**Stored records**

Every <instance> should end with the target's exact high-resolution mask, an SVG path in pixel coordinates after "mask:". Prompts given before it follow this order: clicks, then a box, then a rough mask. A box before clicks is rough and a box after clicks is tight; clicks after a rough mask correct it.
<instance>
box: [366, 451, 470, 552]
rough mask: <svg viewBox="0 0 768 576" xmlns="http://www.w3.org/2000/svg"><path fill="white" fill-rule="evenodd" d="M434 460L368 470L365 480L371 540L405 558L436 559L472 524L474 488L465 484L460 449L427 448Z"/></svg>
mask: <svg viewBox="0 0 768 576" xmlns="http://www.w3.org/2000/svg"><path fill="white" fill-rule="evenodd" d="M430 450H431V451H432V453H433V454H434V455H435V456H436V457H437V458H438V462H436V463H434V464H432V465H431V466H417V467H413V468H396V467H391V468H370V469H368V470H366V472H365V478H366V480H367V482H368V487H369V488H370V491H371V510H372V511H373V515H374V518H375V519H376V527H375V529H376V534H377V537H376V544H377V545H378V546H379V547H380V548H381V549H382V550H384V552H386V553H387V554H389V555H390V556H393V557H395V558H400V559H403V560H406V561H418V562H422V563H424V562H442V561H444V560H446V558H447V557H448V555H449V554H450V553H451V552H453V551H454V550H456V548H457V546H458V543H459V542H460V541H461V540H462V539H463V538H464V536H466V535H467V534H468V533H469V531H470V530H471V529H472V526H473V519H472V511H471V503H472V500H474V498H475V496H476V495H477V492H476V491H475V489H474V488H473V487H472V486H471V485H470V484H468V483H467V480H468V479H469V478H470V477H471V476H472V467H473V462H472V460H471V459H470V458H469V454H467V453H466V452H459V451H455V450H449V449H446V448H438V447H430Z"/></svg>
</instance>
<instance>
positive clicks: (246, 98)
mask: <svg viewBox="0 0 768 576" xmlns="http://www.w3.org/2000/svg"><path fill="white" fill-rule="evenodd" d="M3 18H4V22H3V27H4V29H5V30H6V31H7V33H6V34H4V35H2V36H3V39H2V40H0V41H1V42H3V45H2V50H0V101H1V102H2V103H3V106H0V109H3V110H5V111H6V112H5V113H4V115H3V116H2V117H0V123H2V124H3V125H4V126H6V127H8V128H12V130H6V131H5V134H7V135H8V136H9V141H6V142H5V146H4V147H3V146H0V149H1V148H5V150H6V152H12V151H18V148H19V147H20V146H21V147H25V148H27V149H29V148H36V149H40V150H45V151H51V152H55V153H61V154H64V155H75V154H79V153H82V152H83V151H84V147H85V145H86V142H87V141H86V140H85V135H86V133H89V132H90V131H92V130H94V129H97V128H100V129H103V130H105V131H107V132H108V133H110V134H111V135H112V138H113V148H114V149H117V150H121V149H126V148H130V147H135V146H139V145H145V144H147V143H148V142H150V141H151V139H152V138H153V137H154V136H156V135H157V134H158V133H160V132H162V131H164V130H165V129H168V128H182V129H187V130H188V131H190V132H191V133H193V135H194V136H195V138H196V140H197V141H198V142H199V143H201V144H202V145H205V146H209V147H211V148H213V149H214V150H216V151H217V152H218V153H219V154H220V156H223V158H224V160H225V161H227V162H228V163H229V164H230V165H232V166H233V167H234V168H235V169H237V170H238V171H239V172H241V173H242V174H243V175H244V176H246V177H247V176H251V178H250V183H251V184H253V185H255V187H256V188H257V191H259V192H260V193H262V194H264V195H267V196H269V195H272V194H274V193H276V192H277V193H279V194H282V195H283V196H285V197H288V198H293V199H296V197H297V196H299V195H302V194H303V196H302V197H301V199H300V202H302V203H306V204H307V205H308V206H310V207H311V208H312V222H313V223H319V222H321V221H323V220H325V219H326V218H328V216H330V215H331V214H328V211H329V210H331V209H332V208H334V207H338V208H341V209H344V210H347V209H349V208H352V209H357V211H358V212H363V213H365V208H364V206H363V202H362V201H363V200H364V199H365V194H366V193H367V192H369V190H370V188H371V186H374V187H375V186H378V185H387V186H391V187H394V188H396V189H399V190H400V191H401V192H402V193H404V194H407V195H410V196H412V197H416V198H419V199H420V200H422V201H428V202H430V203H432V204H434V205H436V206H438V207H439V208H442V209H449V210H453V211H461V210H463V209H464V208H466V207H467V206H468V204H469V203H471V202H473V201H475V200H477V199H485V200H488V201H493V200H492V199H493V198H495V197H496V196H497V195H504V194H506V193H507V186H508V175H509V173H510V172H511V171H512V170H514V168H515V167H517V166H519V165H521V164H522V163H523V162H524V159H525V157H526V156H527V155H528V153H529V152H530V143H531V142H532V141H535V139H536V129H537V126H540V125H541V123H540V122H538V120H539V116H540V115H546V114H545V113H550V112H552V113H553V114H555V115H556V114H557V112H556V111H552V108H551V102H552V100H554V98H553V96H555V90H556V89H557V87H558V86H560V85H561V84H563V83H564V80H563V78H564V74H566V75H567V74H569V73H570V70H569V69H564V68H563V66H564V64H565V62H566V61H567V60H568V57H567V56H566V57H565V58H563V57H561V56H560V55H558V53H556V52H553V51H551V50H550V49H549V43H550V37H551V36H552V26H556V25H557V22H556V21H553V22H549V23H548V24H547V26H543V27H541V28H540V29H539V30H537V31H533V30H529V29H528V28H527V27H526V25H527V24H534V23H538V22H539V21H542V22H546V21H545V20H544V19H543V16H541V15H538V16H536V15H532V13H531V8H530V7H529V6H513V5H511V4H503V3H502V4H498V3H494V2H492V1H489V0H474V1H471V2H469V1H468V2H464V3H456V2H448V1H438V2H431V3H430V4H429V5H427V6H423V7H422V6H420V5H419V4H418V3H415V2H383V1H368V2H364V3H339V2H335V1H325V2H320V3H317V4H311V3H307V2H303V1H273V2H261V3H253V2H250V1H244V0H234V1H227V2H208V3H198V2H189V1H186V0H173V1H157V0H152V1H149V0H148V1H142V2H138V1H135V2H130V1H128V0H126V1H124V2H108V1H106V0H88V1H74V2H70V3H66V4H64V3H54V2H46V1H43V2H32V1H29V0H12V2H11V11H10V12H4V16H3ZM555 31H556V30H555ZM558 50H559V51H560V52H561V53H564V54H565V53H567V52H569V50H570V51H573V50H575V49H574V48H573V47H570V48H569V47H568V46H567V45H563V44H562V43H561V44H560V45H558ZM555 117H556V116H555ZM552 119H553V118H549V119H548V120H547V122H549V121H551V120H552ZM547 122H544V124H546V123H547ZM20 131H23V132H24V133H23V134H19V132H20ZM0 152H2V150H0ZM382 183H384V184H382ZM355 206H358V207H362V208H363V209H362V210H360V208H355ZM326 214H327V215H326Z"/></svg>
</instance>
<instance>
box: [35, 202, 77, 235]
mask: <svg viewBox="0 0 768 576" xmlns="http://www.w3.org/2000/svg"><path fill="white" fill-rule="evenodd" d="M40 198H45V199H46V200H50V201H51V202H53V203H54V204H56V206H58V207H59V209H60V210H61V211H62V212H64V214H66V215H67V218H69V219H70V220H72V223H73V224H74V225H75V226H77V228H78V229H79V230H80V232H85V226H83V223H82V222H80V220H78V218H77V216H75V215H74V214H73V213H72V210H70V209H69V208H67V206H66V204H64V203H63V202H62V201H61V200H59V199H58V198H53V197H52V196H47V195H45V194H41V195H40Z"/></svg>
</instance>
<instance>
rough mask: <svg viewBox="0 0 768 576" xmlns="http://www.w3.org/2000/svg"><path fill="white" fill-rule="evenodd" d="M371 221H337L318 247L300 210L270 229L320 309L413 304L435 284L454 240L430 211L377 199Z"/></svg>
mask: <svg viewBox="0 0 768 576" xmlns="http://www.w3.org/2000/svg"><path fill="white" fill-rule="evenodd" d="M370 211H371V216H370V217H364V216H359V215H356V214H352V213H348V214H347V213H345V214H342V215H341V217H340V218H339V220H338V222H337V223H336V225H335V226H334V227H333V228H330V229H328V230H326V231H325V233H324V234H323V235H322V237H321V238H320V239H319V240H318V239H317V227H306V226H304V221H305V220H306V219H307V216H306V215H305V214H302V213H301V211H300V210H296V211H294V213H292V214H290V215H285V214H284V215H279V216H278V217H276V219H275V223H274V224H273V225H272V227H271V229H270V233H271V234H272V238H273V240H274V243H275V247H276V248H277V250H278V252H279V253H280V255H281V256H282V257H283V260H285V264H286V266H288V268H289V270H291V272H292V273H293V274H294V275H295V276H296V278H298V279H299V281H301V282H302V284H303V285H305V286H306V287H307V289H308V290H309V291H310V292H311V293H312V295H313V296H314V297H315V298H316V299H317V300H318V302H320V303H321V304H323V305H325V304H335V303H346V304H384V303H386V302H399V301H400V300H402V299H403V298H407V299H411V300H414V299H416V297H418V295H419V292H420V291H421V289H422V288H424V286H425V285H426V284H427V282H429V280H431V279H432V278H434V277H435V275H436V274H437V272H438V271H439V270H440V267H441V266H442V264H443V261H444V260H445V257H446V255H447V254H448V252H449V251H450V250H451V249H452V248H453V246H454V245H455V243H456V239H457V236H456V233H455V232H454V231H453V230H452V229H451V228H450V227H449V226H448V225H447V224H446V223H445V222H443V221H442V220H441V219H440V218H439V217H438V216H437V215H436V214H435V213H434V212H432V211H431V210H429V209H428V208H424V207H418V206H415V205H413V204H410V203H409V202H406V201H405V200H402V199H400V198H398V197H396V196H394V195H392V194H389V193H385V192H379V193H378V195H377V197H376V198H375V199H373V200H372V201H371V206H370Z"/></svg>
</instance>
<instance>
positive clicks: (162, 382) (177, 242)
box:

**Work to complete**
Please copy out each line of the rows above that contains the string "rough".

**Exercise solution**
Every <instance> should end with the target's exact high-resolution mask, an SVG path in pixel coordinates after "mask:". Prompts given before it follow this order: clicks, then a box, then a rough mask. A box before clicks is rough and a box after clicks is tight; clicks after a rough mask correct it.
rough mask: <svg viewBox="0 0 768 576" xmlns="http://www.w3.org/2000/svg"><path fill="white" fill-rule="evenodd" d="M434 460L368 470L365 480L371 540L405 558L436 559L472 524L474 488L465 484L460 449L427 448Z"/></svg>
rough mask: <svg viewBox="0 0 768 576" xmlns="http://www.w3.org/2000/svg"><path fill="white" fill-rule="evenodd" d="M371 221H337L318 247L300 210L270 229L320 309L413 304L435 284L454 240L430 211L377 199Z"/></svg>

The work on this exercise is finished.